A jornalista e escritora Lúcia Araújo autora do livro "Trágica e Bela- uma viagem pelas 1001 faces da Pérsia e do Irã"
A jornalista e escritora Lúcia Araújo autora do livro "Trágica e Bela- uma viagem pelas 1001 faces da Pérsia e do Irã"
Foto: Arquivo Pessoal

"Desde a antiguidade, as persas são extremamente destemidas e guerreiras", conta a jornalista. Ela relembra mulheres como Atossa, que viveu nos anos 500 a.c, filha do primeiro imperador persa, Ciro, o Grande. "Ela foi casada com Dario, o segundo imperador, e era a mãe de Xerxes, o terceiro imperador. No entanto, Atossa mandava mais do que todos juntos". 

"Trágica e Bela- uma viagem pelas 1001 faces da Pérsia e do Irã", da jornalista Lúcia Araújo
"Trágica e Bela- uma viagem pelas 1001 faces da Pérsia e do Irã", da jornalista Lúcia Araújo
Foto: Reprodução

No Irã de hoje, mesmo estando presentes em vários setores da sociedade- são médicas, advogadas e a grande maioria nas salas de aula das universidades- as mulheres são consideradas cidadãs de segunda categoria. "A mulher basicamente vale a metade do que um homem vale. Na herança, ela recebe a metade do que um irmão recebe, do que um filho recebe" diz Lúcia.  

A lista do que as mulheres no Irã estão proibidas de fazer é longa. Uma mulher casada não pode pedir o divórcio. Ao contrário do homem, quando ela vai à praia com a família, precisa entrar no mar toda coberta. A mulher também não pode viajar sem autorização do marido. Não pode cantar em público. É proibida de frequentar estádios de futebol. Praticar esporte? Só modalidades cujo corpo possa estar coberto. As roupas usadas em público têm que ser largas e o uso do véu é obrigatório, símbolos visíveis do controle do Estado sobre os corpos femininos, desde o momento em que elas colocam o nariz para fora de casa e podem ser repreendidas pela polícia de costumes.

==========

## TAREFAS A REALIZAR
a – Segundo Lúcia Araújo no trecho sobre as mulheres no Irã, que parte da herança cabe a uma mulher?
b – Dê sequência ao trecho sobre as mulheres no Irã a partir do ponto em que ele termina.

## Itens armazenados de uma coleção
==========

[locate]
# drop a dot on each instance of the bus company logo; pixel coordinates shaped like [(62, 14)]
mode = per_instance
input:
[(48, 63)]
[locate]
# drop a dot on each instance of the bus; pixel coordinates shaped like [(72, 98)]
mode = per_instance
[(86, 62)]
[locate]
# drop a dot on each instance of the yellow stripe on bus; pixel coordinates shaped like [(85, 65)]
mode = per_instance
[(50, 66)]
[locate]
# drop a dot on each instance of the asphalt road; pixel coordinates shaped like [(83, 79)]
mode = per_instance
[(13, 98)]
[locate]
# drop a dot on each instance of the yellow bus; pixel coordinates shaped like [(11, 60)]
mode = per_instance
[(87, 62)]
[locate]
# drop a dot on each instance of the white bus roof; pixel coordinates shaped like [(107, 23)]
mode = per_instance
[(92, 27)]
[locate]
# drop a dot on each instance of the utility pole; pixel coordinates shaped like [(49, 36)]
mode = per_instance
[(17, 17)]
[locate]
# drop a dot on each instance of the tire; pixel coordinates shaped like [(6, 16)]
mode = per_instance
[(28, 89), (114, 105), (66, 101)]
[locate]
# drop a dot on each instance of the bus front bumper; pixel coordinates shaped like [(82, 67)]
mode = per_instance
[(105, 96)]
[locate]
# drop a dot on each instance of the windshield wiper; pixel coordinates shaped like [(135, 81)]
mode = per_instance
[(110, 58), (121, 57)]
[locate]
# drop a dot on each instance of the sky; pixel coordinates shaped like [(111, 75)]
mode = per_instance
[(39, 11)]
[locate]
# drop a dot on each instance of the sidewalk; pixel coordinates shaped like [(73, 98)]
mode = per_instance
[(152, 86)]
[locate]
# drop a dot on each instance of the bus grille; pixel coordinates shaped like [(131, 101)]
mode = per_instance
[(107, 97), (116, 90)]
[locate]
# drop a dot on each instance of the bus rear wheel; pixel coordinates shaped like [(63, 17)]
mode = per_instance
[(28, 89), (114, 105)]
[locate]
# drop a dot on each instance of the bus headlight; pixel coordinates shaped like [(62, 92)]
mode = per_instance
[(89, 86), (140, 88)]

==========

## RESPOSTAS EM ORDEM
a – Ela recebe a metade do que um irmão ou um filho recebe.

b –
"Elas querem direitos iguais e o véu (hijab) é o símbolo mais visível de um sistema de opressão que se instalou depois da chegada dos aiatolás, em 1979", diz a escritora. No entanto, Lúcia Araújo ressalta que na época anterior a dos líderes religiosos, também não era um mar de rosas. "A gente não pode esquecer que, na época do xá Reza Pahlevi, um playboy à moda europeia, que foi colocado no poder por Estados Unidos e Inglaterra nos anos 40  até ser destronado pela revolução popular em 1979, a repressão política era violenta. Você tinha as prisões lotadas de presos políticos, embora as mulheres tivessem uma maior liberdade nos moldes do Ocidente", complementa. 

Desta vez, será que, a exemplo do que aconteceu com o xá, os aiatolás podem cair pressionados pela revolta popular que enfrentam? "Acredito que sim porque os jovens são maioria no Irã. Até por conta da violência na repressão aos protestos, o Irã vai ser penalizado com mais sanções", projeta Lúcia Araújo. "Hoje, são as sanções que estão sufocando a economia do país". E quando a economia não vai bem, fica difícil um regime ameaçado se manter em pé.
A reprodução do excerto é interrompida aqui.